Pero 1984 no es una novela de ciencia ficción. Es ante todo una novela política. Y en particular, una novela sobre el poder de la mentira y las mentiras del poder. En 1984, el Ministerio de la Verdad dice mentiras, el Ministerio de la Paz hace la guerra y el Ministerio del Amor practica la tortura. La situación parece perversa. Pero no es irreal. Incluso en las democracias avanzadas, los gobiernos emplean decenas de profesionales de la mentira con el propósito de distorsionar la realidad, de encubrir o exagerar según convenga. Previsiblemente los profesionales de la mentira son llamados asesores de imagen o expertos en comunicación. Los eufemismos, a la mejor manera orwelliana, sirven incluso para enaltecer a quienes los inventan por encargo.
En 1984, el poder tiene la capacidad de inventar una realidad conveniente. La verdad es promulgada por el partido: si el partido dice “2+2=5”, esa es la verdad. El totalitarismo, ya lo sabemos, comienza con la propaganda, con la manipulación de las emociones. Pero incluso en los regímenes democráticos, el poder depende de las mentiras. La televisión, por ejemplo, es muchas veces usada como medio de adoctrinamiento masivo, de fabricación de la verdad. “Si no controlamos la televisión no controlamos nada”, le dijo un militar aliado a Vladimiro Montesinos en un momento de lucidez orwelliana.
Tal vez sea equivocado juzgar un novelista por la pertinencia de sus profecías. Pero con Orwell el ejercicio es inevitable. En 1984, Orwell quiso, ante todo, plantear un escenario probable, implausible en algunos detalles pero no descabellado. Si el poder político adquiere la capacidad de vigilar la vida de las personas y de controlar la realidad, las consecuencias, quien lo duda, serían catastróficas. “El problema —escribió Orwell— es la aceptación del totalitarismo por los intelectuales de todos los colores. Lo moraleja de esta pesadilla peligrosa es simple: no permitan que ocurra, depende de ustedes”.

Registros de etiquetado de contornos
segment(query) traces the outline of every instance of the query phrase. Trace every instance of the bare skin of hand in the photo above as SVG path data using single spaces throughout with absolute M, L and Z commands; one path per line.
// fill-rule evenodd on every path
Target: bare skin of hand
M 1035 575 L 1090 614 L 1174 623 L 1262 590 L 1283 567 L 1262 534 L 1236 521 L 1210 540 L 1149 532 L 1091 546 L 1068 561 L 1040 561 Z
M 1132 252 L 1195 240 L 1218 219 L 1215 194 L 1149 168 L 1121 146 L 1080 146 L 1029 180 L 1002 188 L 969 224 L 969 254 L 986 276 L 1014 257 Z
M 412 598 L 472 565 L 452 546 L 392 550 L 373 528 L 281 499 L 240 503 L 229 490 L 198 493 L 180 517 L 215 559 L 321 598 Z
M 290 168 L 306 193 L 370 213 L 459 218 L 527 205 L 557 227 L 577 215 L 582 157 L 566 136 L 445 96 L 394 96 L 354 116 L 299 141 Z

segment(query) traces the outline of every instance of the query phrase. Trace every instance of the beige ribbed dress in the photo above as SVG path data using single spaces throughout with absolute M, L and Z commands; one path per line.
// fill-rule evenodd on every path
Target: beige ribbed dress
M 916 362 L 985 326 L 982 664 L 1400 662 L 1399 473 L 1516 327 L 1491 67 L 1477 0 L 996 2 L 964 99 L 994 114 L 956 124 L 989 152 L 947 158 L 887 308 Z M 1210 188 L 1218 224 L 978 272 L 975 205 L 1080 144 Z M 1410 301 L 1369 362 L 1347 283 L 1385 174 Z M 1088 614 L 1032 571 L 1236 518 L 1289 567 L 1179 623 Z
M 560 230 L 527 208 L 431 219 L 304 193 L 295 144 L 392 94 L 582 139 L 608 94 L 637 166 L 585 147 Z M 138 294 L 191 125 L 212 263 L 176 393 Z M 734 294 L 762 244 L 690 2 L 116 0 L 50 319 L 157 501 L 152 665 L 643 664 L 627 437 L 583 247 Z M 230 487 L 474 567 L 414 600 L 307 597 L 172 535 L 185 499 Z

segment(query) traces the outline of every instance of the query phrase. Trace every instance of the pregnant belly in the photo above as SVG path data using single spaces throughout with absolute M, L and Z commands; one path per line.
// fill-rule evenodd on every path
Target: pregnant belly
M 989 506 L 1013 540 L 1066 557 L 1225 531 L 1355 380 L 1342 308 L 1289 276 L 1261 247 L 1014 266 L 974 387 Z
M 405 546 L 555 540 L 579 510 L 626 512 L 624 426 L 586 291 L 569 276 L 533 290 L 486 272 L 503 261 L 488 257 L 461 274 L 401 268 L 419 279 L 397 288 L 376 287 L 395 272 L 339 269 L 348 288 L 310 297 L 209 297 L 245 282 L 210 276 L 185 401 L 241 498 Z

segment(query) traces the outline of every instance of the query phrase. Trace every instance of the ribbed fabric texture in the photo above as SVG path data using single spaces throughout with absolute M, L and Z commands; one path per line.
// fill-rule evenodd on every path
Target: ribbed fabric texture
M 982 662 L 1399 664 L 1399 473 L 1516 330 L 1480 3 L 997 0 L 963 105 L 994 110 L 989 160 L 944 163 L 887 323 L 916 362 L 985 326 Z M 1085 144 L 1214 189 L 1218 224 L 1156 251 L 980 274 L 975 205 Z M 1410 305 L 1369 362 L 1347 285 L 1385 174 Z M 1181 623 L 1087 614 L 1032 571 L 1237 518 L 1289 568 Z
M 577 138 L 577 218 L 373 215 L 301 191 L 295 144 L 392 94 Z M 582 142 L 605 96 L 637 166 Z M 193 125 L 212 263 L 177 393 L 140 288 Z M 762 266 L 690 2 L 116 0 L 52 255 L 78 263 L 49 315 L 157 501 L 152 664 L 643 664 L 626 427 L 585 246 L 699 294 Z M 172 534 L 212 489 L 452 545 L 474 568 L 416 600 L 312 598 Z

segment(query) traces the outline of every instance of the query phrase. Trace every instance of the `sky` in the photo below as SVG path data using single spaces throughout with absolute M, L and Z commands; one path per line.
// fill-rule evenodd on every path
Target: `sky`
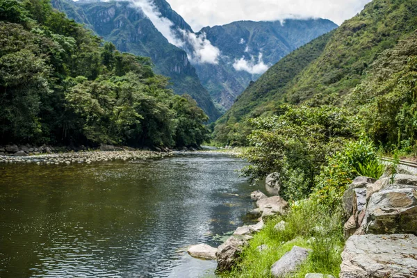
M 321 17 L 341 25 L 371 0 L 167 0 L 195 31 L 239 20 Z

...

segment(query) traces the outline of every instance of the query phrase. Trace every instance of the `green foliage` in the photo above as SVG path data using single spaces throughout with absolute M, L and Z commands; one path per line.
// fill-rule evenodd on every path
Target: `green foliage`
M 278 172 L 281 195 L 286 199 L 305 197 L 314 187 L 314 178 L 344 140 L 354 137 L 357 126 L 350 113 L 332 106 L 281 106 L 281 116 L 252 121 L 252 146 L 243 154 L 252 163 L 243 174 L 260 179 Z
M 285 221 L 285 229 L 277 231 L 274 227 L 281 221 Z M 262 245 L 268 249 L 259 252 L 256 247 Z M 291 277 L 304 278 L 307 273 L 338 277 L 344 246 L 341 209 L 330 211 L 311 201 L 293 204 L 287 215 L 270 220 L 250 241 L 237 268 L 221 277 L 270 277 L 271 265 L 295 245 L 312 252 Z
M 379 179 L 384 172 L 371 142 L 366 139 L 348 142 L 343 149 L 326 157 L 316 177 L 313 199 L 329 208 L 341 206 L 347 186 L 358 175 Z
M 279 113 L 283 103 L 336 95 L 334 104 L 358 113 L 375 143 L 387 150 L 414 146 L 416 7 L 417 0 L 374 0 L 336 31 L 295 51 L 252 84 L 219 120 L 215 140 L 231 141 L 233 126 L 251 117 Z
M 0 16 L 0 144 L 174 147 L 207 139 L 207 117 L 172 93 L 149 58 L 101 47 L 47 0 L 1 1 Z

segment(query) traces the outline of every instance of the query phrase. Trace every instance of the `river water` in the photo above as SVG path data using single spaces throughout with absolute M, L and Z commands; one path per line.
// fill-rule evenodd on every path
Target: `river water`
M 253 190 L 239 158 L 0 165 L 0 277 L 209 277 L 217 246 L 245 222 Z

Partes del ejercicio
(A) Resume en dos oraciones el fragmento sobre 1984, por favor.
(B) En la parte de los registros que empieza con la línea que contiene "of the beige" y termina con la que contiene "M 916 362 L", sustituye "ribbed dress" por "wool dress". Reproduce solo esas líneas, sin ningún otro cambio.

Soluciones
(A) 1984 no es una novela de ciencia ficción sino una novela política sobre el poder de la mentira y las mentiras del poder, en la que la verdad es promulgada por el partido. Incluso en los regímenes democráticos el poder depende de las mentiras, y Orwell advirtió que la moraleja de esa pesadilla es simple: no permitan que ocurra, depende de ustedes.

(B)
segment(query) traces the outline of every instance of the query phrase. Trace every instance of the beige wool dress in the photo above as SVG path data using single spaces throughout with absolute M, L and Z commands; one path per line.
// fill-rule evenodd on every path
Target: beige wool dress
M 916 362 L 985 326 L 982 664 L 1400 662 L 1399 473 L 1516 327 L 1491 67 L 1477 0 L 996 2 L 964 99 L 994 114 L 956 124 L 989 152 L 947 158 L 887 308 Z M 1210 188 L 1218 224 L 978 272 L 975 205 L 1080 144 Z M 1410 301 L 1369 362 L 1347 283 L 1385 174 Z M 1088 614 L 1032 571 L 1236 518 L 1289 567 L 1179 623 Z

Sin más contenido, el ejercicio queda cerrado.